→ **Extract provided**
That study was published in the Journal of Hospital Infection in February, and was actually an analysis of several dozen previously published papers on human coronaviruses, indicating that the transmission risks of “environmentally-friendly” tote bags were well-known.

A 2018 study in the Journal of Environmental Health involved sending shoppers into several California grocery stores. Each shopper in the experiment carried a reusable plastic tote bag, which researchers sprayed with a “harmless surrogate of a virus” before the shoppers bought groceries.

The results were shocking. Not only was the surrogate found on the reusable bag after leaving the stores, but high traces were also found on “the hands of the shoppers, the checkout clerks, surfaces touched by the shoppers, packaged foods, unpackaged produce, shopping carts, checkout counters, and payment touchscreens.”

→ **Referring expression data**
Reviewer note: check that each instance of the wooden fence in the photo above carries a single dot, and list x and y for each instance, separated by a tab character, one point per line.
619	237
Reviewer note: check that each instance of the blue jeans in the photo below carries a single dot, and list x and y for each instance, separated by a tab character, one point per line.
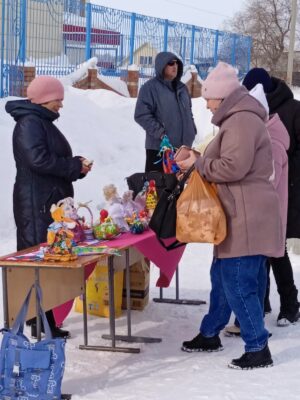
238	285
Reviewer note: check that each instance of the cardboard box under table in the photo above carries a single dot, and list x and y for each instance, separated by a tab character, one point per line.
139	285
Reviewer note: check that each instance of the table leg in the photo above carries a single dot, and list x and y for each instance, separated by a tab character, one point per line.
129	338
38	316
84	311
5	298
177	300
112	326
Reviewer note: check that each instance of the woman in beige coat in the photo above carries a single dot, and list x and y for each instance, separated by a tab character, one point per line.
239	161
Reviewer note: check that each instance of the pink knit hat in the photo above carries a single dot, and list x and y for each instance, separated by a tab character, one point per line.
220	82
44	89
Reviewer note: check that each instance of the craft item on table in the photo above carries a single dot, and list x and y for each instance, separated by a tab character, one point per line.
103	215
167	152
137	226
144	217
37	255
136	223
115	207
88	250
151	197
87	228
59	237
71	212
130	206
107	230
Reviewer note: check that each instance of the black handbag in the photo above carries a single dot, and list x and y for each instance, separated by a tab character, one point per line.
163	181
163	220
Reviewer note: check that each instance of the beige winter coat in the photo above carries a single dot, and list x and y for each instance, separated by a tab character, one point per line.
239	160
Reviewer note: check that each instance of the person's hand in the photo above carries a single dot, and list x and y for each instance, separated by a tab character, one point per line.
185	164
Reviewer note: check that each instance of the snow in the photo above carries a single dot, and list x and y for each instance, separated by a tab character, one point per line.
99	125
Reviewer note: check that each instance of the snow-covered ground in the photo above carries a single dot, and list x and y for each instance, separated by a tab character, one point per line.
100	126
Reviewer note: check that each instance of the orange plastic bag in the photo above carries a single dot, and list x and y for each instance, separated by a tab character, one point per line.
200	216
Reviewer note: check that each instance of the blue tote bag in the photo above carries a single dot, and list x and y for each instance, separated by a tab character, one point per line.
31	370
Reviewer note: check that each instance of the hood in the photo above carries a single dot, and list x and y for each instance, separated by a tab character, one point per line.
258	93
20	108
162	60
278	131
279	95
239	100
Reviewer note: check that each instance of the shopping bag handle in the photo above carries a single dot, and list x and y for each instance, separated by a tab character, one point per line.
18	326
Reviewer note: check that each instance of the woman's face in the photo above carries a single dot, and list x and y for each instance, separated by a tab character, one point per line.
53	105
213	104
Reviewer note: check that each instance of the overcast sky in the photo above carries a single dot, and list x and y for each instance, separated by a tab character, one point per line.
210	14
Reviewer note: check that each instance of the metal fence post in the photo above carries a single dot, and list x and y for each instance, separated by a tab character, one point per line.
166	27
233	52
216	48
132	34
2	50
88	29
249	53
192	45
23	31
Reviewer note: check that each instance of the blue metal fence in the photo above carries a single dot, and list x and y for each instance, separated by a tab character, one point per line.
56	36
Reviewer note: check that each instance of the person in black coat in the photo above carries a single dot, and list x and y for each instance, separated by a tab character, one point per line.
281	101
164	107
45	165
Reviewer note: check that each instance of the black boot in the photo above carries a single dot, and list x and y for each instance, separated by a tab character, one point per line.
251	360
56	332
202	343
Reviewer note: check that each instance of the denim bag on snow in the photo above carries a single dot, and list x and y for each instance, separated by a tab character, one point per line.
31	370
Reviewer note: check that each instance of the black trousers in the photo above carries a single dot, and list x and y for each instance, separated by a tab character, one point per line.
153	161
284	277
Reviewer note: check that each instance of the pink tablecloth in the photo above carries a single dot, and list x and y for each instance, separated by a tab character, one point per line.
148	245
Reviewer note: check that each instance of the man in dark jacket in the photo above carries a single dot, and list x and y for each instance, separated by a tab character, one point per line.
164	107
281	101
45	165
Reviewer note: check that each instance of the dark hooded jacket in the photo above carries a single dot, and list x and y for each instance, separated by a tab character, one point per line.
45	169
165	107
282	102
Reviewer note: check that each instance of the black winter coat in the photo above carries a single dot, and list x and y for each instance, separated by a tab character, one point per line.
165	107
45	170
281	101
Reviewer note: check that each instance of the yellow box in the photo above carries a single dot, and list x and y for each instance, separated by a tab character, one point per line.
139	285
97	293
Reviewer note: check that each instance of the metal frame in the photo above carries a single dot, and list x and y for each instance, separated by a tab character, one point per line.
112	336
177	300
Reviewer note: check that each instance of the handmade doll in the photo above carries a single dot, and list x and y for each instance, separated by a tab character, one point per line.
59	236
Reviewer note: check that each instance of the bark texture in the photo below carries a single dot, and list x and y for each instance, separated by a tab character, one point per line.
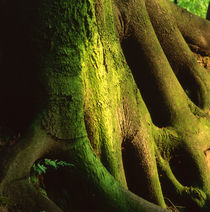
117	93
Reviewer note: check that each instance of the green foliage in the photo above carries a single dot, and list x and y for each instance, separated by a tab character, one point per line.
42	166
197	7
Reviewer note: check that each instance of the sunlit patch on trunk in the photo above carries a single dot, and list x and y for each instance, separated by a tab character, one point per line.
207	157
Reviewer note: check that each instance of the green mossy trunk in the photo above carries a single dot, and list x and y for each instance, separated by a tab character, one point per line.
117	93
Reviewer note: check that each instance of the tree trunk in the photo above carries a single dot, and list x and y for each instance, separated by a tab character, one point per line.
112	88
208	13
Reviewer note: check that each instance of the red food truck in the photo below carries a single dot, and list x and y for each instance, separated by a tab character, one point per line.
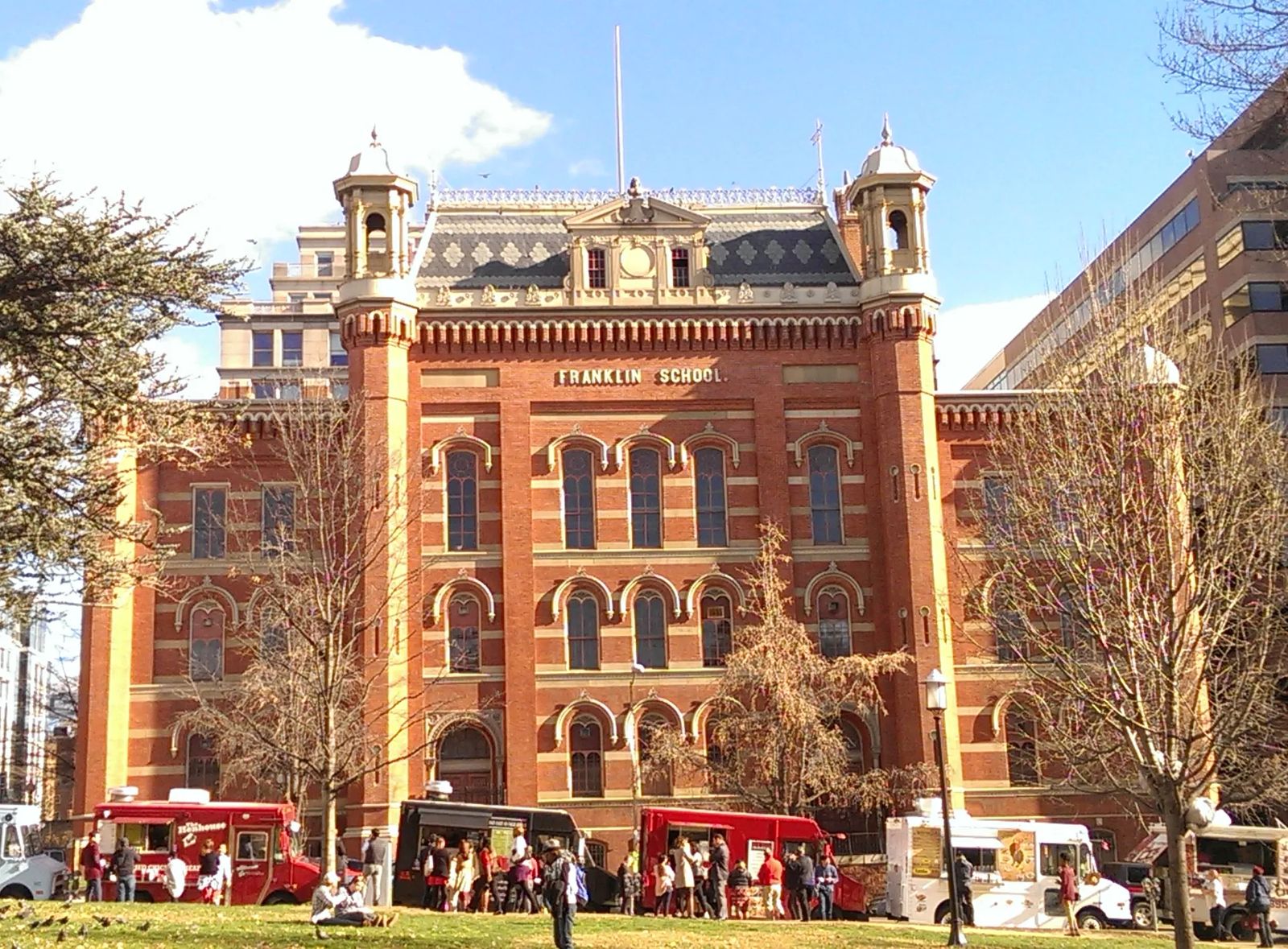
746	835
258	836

→ **Exercises**
**A.** In the passage on reusable tote bags, rewrite the part that opens with the words containing "That study was" and closes with "bags were well-known.", replacing "several dozen" with "numerous".
**B.** According to the passage on reusable tote bags, in which state were the grocery stores used in the 2018 study located?

→ **Task-by-task answers**
**A.**
That study was published in the Journal of Hospital Infection in February, and was actually an analysis of numerous previously published papers on human coronaviruses, indicating that the transmission risks of “environmentally-friendly” tote bags were well-known.

**B.** California